-- STATED PROBLEM --
Pick out every line of the records below that contains the word "rocky", and copy each of those lines in full.

-- START DATASET EXTRACT --

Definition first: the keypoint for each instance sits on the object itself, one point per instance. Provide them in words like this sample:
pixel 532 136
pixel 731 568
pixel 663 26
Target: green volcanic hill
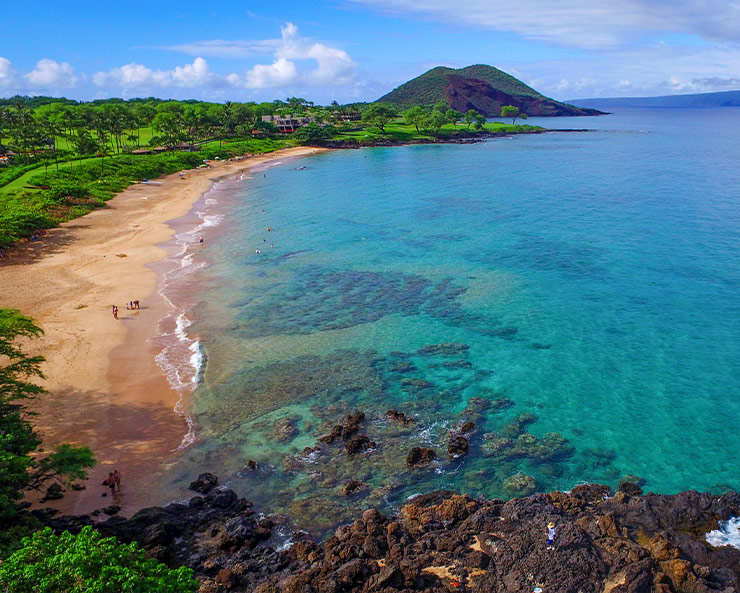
pixel 480 87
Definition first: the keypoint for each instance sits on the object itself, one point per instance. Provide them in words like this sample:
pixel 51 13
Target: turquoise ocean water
pixel 575 295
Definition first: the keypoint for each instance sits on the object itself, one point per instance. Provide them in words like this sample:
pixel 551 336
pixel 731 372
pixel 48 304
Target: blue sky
pixel 357 50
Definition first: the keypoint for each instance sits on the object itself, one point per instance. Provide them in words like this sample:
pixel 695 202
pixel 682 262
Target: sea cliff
pixel 443 541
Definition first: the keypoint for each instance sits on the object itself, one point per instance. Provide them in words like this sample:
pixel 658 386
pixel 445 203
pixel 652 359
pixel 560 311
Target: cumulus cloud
pixel 638 72
pixel 290 53
pixel 588 24
pixel 7 74
pixel 138 76
pixel 228 49
pixel 52 74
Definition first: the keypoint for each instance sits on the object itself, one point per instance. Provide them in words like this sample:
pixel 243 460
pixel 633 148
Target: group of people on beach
pixel 113 481
pixel 129 306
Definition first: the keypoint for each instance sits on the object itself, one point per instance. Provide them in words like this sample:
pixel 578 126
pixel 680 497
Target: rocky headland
pixel 443 541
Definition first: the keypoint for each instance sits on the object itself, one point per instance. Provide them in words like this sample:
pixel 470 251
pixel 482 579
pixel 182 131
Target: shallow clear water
pixel 588 284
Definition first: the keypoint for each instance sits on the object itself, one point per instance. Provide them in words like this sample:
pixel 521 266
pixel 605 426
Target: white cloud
pixel 332 66
pixel 228 49
pixel 52 74
pixel 588 24
pixel 650 71
pixel 138 76
pixel 296 62
pixel 280 73
pixel 7 74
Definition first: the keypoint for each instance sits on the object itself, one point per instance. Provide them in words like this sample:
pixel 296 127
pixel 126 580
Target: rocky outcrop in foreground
pixel 627 543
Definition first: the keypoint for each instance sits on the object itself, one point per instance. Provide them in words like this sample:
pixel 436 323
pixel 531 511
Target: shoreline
pixel 105 387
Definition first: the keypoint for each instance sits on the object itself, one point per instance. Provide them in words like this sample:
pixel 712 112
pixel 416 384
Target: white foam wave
pixel 181 358
pixel 728 533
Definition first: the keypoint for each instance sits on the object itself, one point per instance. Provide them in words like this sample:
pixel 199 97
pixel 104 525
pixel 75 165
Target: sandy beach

-- END DATASET EXTRACT --

-- EXERCISE RESPONSE --
Target: rocky headland
Target: rocky outcrop in foreground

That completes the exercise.